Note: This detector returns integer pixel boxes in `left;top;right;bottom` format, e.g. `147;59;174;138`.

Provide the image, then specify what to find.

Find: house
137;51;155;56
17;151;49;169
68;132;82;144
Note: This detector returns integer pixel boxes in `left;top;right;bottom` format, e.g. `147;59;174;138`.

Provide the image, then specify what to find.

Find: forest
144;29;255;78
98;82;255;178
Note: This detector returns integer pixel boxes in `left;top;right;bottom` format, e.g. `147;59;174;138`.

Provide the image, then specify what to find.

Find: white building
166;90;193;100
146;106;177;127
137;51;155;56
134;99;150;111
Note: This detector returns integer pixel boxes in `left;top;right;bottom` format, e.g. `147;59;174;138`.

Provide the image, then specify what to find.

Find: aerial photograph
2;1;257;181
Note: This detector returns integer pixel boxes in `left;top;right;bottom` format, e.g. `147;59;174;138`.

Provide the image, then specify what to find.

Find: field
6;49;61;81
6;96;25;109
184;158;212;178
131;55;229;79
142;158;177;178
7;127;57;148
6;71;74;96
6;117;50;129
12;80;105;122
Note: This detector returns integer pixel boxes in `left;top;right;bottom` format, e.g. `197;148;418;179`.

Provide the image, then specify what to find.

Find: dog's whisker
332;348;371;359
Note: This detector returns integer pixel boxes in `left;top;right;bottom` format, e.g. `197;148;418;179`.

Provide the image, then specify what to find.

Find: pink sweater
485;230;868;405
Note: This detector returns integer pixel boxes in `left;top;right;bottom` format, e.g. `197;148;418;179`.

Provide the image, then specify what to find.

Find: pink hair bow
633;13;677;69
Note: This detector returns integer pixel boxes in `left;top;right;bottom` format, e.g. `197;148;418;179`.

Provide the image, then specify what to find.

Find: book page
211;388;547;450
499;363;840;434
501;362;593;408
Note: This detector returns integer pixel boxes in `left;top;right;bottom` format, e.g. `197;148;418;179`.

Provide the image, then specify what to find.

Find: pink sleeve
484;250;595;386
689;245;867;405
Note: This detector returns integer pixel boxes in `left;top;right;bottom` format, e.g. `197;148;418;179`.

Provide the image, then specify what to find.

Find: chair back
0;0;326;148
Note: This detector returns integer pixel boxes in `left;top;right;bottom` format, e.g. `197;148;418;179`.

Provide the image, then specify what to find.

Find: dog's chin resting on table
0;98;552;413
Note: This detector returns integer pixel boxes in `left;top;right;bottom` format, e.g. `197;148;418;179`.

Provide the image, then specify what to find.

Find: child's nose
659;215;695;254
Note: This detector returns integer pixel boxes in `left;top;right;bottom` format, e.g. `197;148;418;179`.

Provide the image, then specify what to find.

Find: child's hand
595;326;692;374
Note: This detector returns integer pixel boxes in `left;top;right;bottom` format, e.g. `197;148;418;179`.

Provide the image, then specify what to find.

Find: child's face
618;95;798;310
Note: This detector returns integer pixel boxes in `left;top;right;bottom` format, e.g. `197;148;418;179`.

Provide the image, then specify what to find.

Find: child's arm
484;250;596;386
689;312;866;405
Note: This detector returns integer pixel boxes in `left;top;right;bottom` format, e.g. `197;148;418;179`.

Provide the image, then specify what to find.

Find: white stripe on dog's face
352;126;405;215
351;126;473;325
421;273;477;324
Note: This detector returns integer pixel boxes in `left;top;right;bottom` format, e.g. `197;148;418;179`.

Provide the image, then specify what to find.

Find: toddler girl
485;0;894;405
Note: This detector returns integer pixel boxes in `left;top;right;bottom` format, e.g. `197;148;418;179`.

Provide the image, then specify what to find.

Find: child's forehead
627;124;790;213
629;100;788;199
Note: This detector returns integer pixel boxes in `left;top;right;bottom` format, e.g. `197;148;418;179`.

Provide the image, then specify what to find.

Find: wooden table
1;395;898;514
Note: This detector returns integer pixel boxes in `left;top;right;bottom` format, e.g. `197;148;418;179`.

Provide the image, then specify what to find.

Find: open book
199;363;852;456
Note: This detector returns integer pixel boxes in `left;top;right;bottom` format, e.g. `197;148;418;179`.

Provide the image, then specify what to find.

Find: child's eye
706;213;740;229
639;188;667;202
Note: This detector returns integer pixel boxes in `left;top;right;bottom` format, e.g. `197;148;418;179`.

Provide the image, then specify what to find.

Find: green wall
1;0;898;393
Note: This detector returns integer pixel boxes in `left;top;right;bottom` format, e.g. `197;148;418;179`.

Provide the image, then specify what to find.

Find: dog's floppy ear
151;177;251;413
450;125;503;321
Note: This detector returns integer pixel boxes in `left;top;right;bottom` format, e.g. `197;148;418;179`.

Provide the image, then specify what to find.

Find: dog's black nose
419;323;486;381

[WHAT THE EXERCISE ASKS] Repeat all the material above, matching every character.

[SOLVED EXERCISE]
Note: This detector returns integer pixel boxes in `left;top;right;bottom` format, e.g. `147;59;174;138`.

Provide the image, then specify what to find.

Find: house
137;51;155;56
17;151;49;169
68;132;82;144
Note: This detector returns integer pixel boxes in `left;top;right;bottom` format, e.g. `147;59;174;138`.

Provide the image, then specify what to find.

Find: forest
144;29;255;78
98;82;255;178
Note: This detector returns integer pixel boxes in `left;top;right;bottom` format, e.g. `147;59;174;138`.

Provide the image, then specify what to find.

Find: white building
166;90;193;100
146;106;177;127
137;51;155;56
134;99;150;111
Note: This detector returns integer pixel boxes in `left;top;right;bottom` format, e.g. `147;59;174;138`.

Provide the image, then specify what to find.

Find: aerial photograph
2;1;257;181
Note: This detector returns integer pixel boxes in `left;top;right;bottom` format, e.g. `147;59;174;138`.

Provide the image, then specify what to find.

Find: field
6;49;61;81
6;96;25;109
184;158;212;178
131;55;229;79
142;158;177;178
7;127;57;148
6;71;74;96
6;117;50;129
12;80;105;122
Note: This detector returns integer pixel boxes in `left;top;right;bottom` format, e.g. `197;148;418;179`.

Provide the image, then specify what to find.

Find: dog's whisker
332;348;371;359
Note: This detector returns integer pixel boxes in `left;top;right;bottom` format, e.g. `197;148;418;179`.

Provide the image, then specify what to find.

Find: pink sweater
485;230;868;405
Note: This detector returns integer pixel boxes in `left;top;right;bottom` format, e.g. `197;148;418;179`.

Provide the image, then specify what to find.

Find: pink hair bow
633;13;677;69
Note: This detector returns integer pixel boxes in `left;top;right;bottom` format, e.g. `197;148;418;179`.

Provide the image, then specify what to find.

Find: book page
211;388;547;450
499;363;840;434
501;362;593;408
Note: This detector returns integer pixel boxes in `left;top;right;bottom` format, e.g. `197;148;418;179`.

Provide the image, then specify what to find.

Find: pink sleeve
484;250;595;386
689;245;867;405
Note: This detector returns integer pixel boxes in `left;top;right;bottom` format, e.g. `197;148;418;179`.

Provide the image, then specify what to find.

Find: chair back
0;0;326;148
Note: This detector returns integer pixel boxes in `left;top;right;bottom` format, e.g. `197;148;418;179`.

Provide the image, then specify what to find.

Find: dog's chin resting on table
0;98;552;413
Note: This detector returns integer pixel boxes in `left;top;right;bottom` format, e.g. `197;148;418;179`.

Provide the image, then specify what to find.

Find: child's nose
659;215;695;254
Note: This detector returns integer pixel boxes in `left;top;right;bottom` format, e.g. `197;148;418;179`.

Provide the image, then specify what to find.

Find: child's hand
595;326;692;374
Note: This detector returns integer pixel boxes in `left;top;right;bottom` format, e.g. `197;148;418;179`.

Provide the image, then specify what to find.

Find: child's face
618;95;798;310
Note: This detector returns integer pixel boxes in `left;top;right;bottom` format, e.g. `197;148;418;179`.

Provide the image, then specify what to find.

Find: child's arm
484;250;596;386
689;312;866;405
Note: This detector returns integer pixel boxes in `left;top;right;bottom` format, e.g. `197;148;418;179`.

Provide the image, then specify what to find.

Find: white stripe on dog's face
352;126;405;215
351;126;473;325
421;273;477;324
Note: This detector returns integer pixel boxes in `left;top;right;bottom` format, e.g. `197;148;418;179`.

Provide the image, then specify what to find.

Find: toddler girl
485;0;894;405
Note: This detector returns integer pixel boxes in `left;top;right;bottom` format, e.g. `197;148;418;179`.

Provide the image, then specify what to find.

Find: child's forehead
627;124;790;213
629;100;788;199
Note: This detector returns integer pixel boxes in `left;top;right;bottom` format, e.g. `197;148;418;179`.

Provide the image, then specify what to find.

Find: wooden table
1;395;898;514
Note: This detector returns integer pixel boxes in `left;top;right;bottom` format, e.g. `197;148;418;179`.

Provide the image, then specify what to find.

Find: open book
199;363;852;456
Note: This detector returns integer pixel boxes in `left;top;right;bottom` format, e.g. `197;148;418;179`.

Provide the image, then specify what to find.

Find: child's eye
706;213;740;229
639;188;667;202
Note: This detector returns integer pixel boxes in `left;top;right;bottom` format, e.g. `197;148;418;179`.

Provide the image, then specify what to find.

Find: green wall
1;0;898;393
Note: This detector returns integer pixel boxes in `left;top;right;bottom` format, e.g. `197;148;418;179`.

Provide the image, then specify what to find.

Find: dog's floppy ear
151;177;251;413
450;125;503;321
Note: This detector returns integer pixel boxes in `left;top;right;bottom` format, e.g. `197;148;418;179`.

Provide the image, then specify what to find.

Find: dog's black nose
419;323;486;381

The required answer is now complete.